Pick out and copy each line below that contains the word "apartment". Case counts.
^^^^^^^^
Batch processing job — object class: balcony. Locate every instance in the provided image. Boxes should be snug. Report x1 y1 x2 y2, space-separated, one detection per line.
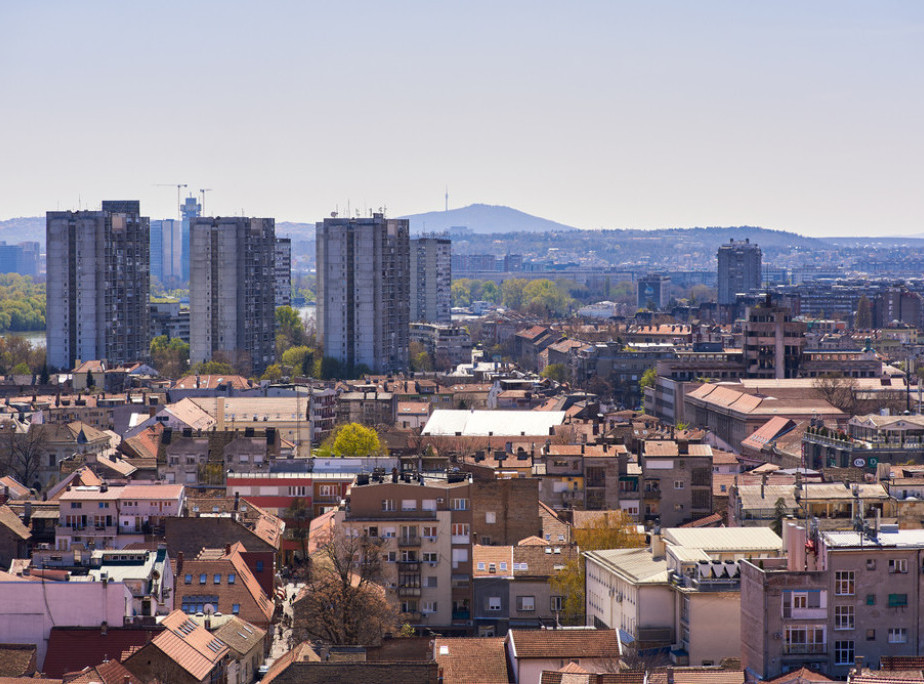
783 644 828 655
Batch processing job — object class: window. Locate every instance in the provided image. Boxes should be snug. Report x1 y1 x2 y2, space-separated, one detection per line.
889 594 908 608
889 627 908 644
834 641 853 665
517 596 536 613
889 558 908 575
834 606 853 629
834 570 853 596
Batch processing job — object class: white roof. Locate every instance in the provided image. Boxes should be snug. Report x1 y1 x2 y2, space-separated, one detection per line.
423 409 565 437
662 527 783 551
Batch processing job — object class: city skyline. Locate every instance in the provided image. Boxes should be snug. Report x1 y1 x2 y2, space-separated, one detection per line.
0 2 924 237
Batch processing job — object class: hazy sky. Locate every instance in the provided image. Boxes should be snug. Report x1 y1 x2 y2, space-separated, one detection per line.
0 0 924 235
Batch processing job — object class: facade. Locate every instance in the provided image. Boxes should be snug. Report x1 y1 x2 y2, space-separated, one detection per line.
317 214 410 373
741 522 924 678
717 239 761 305
410 236 452 324
275 238 292 307
46 201 151 369
636 274 671 311
189 216 276 375
151 219 183 287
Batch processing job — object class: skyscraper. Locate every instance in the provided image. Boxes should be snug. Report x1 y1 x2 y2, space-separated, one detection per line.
180 195 202 283
317 214 410 373
274 238 292 306
45 201 150 369
411 236 452 324
189 216 276 375
717 239 761 304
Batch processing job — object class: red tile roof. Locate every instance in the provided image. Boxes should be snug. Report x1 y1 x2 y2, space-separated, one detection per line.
42 626 162 677
507 629 619 659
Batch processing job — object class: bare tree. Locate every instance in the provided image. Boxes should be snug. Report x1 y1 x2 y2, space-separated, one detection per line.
293 531 398 646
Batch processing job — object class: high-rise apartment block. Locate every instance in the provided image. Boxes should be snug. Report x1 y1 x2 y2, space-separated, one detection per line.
151 219 183 287
275 238 292 306
46 201 150 369
189 216 276 375
180 195 202 283
637 274 671 311
718 239 761 304
411 236 452 325
317 214 410 373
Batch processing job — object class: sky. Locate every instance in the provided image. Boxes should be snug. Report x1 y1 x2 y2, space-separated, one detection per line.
0 0 924 236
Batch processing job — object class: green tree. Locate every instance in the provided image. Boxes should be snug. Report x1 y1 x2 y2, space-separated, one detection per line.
540 363 568 382
325 423 385 458
549 511 645 625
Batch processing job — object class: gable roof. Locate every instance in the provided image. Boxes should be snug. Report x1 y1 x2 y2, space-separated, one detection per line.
^^^^^^^^
Finished exercise >>
Batch processing job — object class: high-rise apartment block. Locate every instance in the provided image. Boxes should be snug. Report x1 y1 x2 y2, space-separated, one detection per line.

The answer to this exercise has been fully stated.